> [DOCUMENT TEXT]:
## start

The Legend of Zelda: Symphony of the Goddesses (Sept 12): Videos from 25 years of the game's history play, huge, on a screen above the orchestra while soundtrack scores rise up from below.

Opening Night Concert & Gala (Sept 15): The Symphony's season-opener features star pianist Lang Lang (Prokofiev's Piano Concerto No. 3) and the Seattle Symphony Chorale and Seattle Symphony performing folk-inspired music by Brahms, Dvorak, and Bartok, plus Borodin's Polovtsian Dances (which once inspired Warren G, so there's that). If you want to get really done up, there are private pre-concert receptions and a glitzy post-concert gala dinner. The music will be the main course, given Ludovic Morlot's fresh direction.

Morlot Conducts Ravel (Sept 19, 21): French pianist Jean-Yves Thibaudet on an all-Ravel program that includes the Piano Concerto in G Major, the Piano Concerto in D Major (for left hand), and Boléro.

Symphony Untuxed: Ravel (Sept 20): Untuxed concerts have an earlier start time and a shorter format with no intermission. This is the same Ravel program as on September 19 and 21 but without the concerti.

Gershwin's Porgy and Bess (Sept 26–29): Selections from the American opera.

Beethoven's Triple Concerto (Oct 3, 5, 6): Thomas Dausgaard guest-conducts, with Alina Pogostkina, violin, Andreas Brantelid, cello, and Christian Ihle Hadland, piano, performing Beethoven, followed by Schubert's Symphony in that clarion C major.

Mozart's Piano Concerto No. 23 (Oct 10, 12): Guest conductor Andrew Manze leads the orchestra and pianist Simone Dinnerstein in the program of Mozart, Purcell, and Vaughan Williams's Symphony No. 5.

András Schiff (Oct 11): The acclaimed pianist, alone on the stage, performing the acclaimed Goldberg Variations of Bach. This will be good.

Mozart's Symphony No. 29 (Oct 17–19): A program of Mozart and Dittersdorf led by Stilian Kirov.

## end

> [REQUIRED TASK 1]: In the listing, repeat the lines from its first line through the line containing "output: one JSON", both included, and leave out the pictures.

> [RECORDS TO USE]:

## start

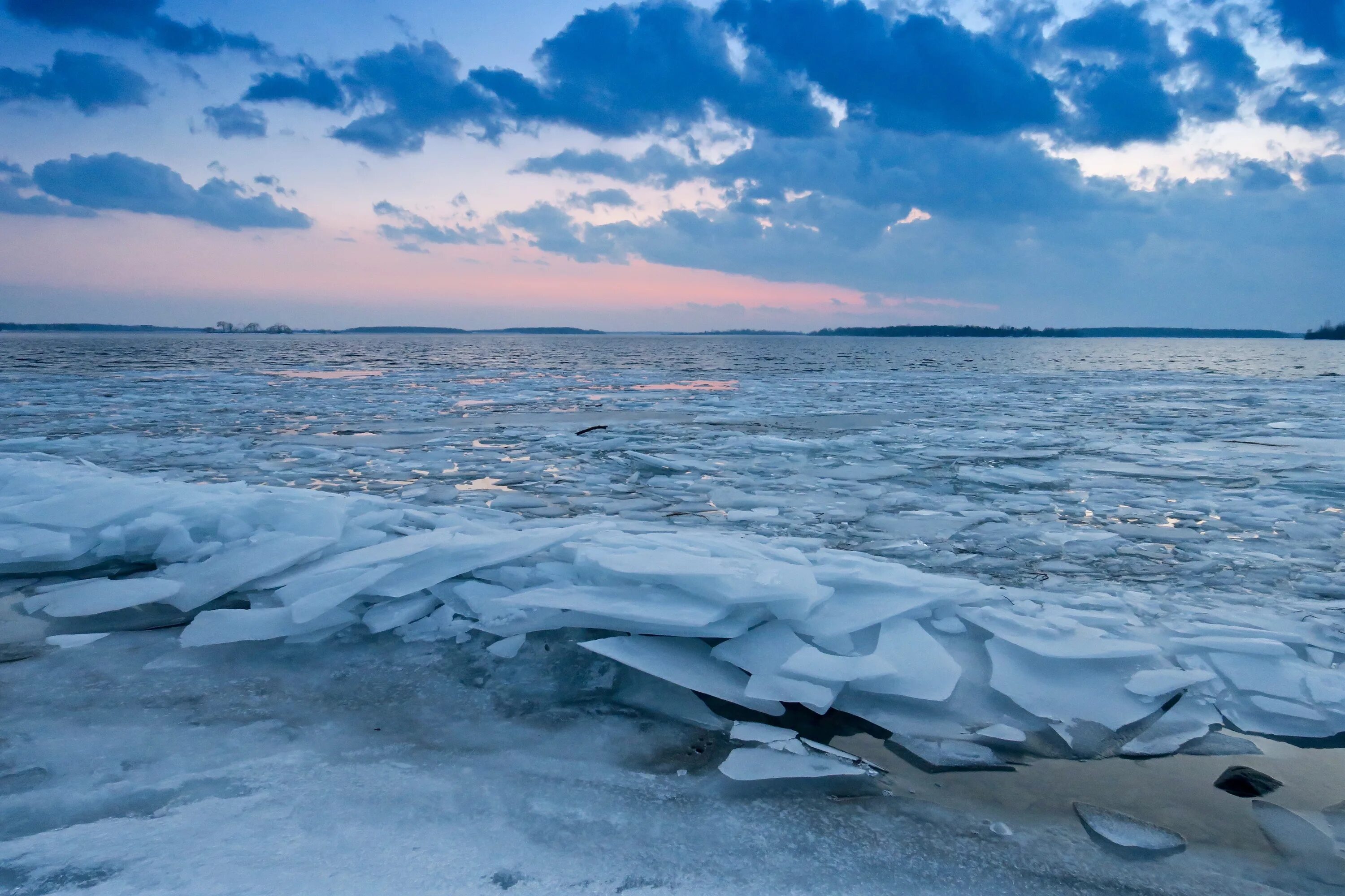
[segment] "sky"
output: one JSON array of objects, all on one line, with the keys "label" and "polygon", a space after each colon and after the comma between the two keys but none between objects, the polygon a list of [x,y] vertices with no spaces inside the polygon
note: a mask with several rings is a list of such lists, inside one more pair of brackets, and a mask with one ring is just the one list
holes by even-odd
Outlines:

## end

> [REQUIRED TASK 2]:
Answer these from the concert schedule:
(a) Who leads the Mozart and Dittersdorf program?
(b) On what date does András Schiff perform?
(c) Which instrument does Andreas Brantelid play?

> [FULL SOLUTION 1]:
[segment] "sky"
output: one JSON array of objects, all on one line, with the keys "label" and "polygon", a space after each colon and after the comma between the two keys but none between objects, the polygon a list of [x,y] vertices with no spaces inside the polygon

> [FULL SOLUTION 2]:
(a) Stilian Kirov
(b) Oct 11
(c) Cello